Segment Start: Extracted material
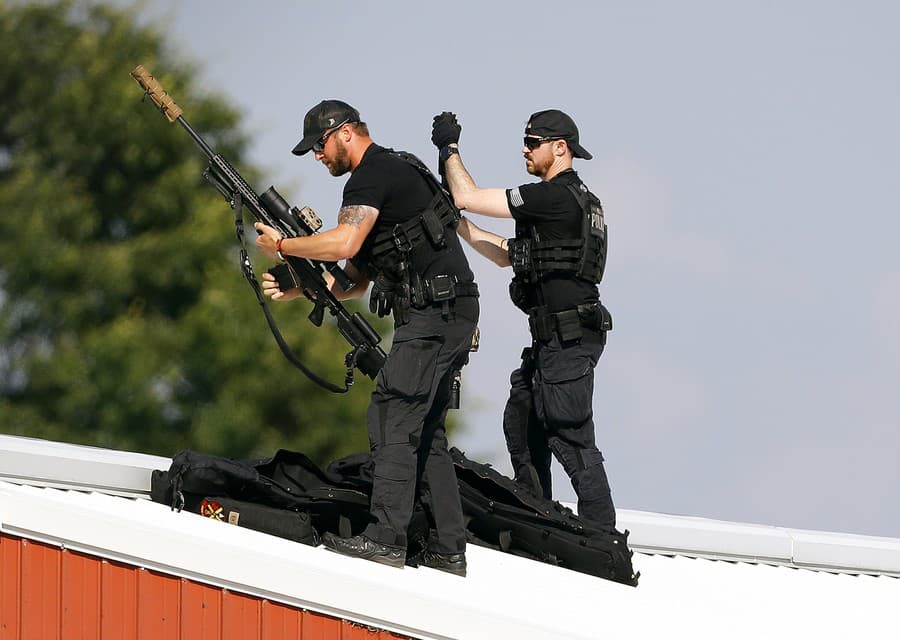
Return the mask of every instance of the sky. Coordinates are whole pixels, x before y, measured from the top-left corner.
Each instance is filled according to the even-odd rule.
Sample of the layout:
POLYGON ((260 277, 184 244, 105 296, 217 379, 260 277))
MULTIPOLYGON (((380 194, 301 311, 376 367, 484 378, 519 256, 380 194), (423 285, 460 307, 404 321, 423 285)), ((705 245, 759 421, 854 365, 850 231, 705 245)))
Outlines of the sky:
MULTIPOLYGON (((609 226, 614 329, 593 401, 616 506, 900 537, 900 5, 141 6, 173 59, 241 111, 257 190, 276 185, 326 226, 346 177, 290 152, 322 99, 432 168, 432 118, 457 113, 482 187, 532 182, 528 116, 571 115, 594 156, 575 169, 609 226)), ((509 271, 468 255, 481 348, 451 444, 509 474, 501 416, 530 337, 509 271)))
Segment End: Extracted material
Segment Start: Extracted material
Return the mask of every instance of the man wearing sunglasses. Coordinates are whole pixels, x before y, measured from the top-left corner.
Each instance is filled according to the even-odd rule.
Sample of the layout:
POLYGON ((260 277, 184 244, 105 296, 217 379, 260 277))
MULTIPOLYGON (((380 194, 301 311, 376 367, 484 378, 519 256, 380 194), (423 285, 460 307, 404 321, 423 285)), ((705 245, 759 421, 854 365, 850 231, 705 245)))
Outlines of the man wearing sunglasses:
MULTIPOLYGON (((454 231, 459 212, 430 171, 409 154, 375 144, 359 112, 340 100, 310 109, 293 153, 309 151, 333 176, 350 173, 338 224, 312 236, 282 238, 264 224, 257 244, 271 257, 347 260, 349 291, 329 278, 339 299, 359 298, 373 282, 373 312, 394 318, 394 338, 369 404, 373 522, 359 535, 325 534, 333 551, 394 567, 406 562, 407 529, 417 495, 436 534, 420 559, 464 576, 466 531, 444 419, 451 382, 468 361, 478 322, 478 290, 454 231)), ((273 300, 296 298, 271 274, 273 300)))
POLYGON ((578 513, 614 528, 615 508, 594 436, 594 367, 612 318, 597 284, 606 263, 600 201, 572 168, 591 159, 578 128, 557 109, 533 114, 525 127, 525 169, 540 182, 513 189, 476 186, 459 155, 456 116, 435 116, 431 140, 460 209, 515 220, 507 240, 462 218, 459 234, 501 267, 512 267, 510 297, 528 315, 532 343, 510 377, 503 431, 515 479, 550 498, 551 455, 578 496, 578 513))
Segment End: Extracted material
Segment Start: Extracted material
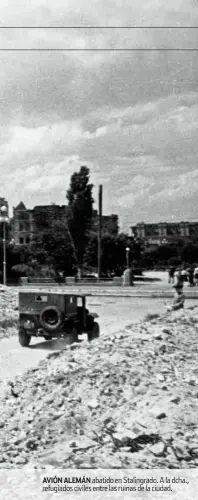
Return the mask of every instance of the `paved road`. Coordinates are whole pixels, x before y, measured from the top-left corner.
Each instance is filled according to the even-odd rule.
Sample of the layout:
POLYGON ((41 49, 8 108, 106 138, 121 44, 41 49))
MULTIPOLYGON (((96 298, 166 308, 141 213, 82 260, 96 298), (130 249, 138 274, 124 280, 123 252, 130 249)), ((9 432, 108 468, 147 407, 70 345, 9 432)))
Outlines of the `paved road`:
Segment End: Extracted material
Task requirements: Lines in the listing above that contain the word "before" must be copied; leave out the rest.

Solved exercise:
Return the mask of every instance of the sky. Coordinates are whole pixels, x before y, measured from the top-left corner.
Return the mask of every instance of the man wearing sunglasses. Coordinates are whole pixels, x before y, measured from the top-left corner.
Return the mask of every instance of the `paved road`. Coordinates are whole pixels, x before y, measured from the top-left corner.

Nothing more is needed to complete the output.